* **Given problem**: Please echo the lines of the listing below from the line with "In the image provided above, tightly box each snow covered" to the line with "In the image provided above, tightly box each snow on", including both of those lines.

* **Data**:
********

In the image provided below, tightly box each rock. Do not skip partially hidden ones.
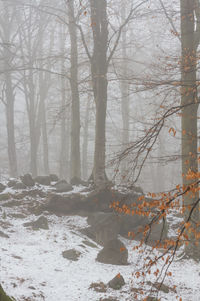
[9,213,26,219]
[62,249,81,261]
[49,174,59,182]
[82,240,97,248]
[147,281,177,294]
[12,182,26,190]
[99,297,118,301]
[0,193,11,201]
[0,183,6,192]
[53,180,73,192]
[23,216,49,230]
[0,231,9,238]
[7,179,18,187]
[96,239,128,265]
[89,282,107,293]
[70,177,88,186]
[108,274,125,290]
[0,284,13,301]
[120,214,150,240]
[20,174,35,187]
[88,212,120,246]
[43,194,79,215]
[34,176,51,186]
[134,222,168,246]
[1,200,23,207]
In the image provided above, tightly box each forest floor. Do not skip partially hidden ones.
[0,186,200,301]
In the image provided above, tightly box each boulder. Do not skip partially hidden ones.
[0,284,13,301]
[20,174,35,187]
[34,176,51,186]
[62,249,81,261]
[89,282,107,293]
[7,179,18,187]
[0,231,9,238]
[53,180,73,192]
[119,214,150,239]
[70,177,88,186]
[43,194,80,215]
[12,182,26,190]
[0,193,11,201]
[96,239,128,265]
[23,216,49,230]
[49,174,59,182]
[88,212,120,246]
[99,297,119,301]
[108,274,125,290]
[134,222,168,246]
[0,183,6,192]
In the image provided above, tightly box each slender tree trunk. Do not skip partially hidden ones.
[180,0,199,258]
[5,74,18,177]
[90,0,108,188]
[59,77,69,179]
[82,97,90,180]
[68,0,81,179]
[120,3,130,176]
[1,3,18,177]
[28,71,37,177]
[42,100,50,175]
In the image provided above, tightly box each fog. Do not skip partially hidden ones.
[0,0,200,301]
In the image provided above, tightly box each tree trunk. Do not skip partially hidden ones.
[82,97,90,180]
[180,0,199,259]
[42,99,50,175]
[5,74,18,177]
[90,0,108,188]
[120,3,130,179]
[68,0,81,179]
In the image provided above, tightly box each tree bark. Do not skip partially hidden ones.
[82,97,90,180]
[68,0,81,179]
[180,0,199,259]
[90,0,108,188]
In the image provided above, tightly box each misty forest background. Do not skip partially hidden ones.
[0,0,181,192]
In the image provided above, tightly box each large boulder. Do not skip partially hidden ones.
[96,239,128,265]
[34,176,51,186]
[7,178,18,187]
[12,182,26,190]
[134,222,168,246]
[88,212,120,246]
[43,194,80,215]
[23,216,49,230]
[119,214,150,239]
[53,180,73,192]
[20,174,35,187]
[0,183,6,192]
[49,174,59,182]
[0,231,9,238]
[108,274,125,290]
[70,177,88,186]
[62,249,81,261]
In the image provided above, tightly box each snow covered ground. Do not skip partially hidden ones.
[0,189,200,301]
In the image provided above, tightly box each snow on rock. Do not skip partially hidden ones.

********

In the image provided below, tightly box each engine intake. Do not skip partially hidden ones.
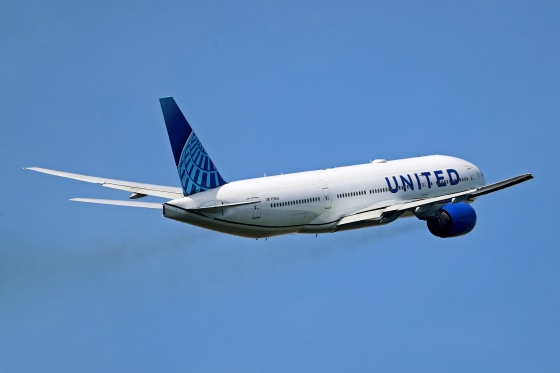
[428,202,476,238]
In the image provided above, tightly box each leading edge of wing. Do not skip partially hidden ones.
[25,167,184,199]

********

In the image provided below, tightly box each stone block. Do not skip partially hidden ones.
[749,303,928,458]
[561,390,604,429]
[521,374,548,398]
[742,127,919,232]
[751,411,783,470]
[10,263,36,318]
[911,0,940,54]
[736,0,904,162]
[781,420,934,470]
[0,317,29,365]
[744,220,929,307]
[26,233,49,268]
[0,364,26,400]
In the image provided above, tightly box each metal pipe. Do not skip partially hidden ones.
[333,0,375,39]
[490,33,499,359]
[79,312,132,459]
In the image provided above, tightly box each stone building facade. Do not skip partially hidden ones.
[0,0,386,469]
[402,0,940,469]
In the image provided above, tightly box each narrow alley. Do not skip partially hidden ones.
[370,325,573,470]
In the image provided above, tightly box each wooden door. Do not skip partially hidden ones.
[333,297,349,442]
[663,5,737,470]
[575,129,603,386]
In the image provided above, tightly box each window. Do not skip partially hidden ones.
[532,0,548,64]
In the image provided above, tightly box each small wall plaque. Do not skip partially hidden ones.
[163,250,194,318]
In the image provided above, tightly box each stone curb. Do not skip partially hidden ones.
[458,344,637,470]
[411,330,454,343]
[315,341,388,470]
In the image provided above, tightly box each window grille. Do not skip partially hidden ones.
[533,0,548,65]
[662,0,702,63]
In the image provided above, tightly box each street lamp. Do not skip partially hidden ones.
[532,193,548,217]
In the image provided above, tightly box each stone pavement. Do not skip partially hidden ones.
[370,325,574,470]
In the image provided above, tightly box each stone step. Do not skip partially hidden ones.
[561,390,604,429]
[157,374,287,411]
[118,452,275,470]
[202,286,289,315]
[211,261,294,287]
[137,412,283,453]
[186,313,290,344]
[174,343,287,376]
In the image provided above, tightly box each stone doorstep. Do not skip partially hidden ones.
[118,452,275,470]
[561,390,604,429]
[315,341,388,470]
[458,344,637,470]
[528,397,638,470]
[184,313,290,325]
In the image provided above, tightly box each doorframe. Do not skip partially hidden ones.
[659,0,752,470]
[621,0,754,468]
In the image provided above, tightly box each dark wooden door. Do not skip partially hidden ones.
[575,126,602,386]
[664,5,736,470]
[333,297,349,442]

********

* **In response**:
In the image provided above, tightly box each snow covered ground. Do not skip partially hidden ones.
[0,189,200,301]
In the image provided above, tightly box each snow on rock. Do not skip partially hidden ones.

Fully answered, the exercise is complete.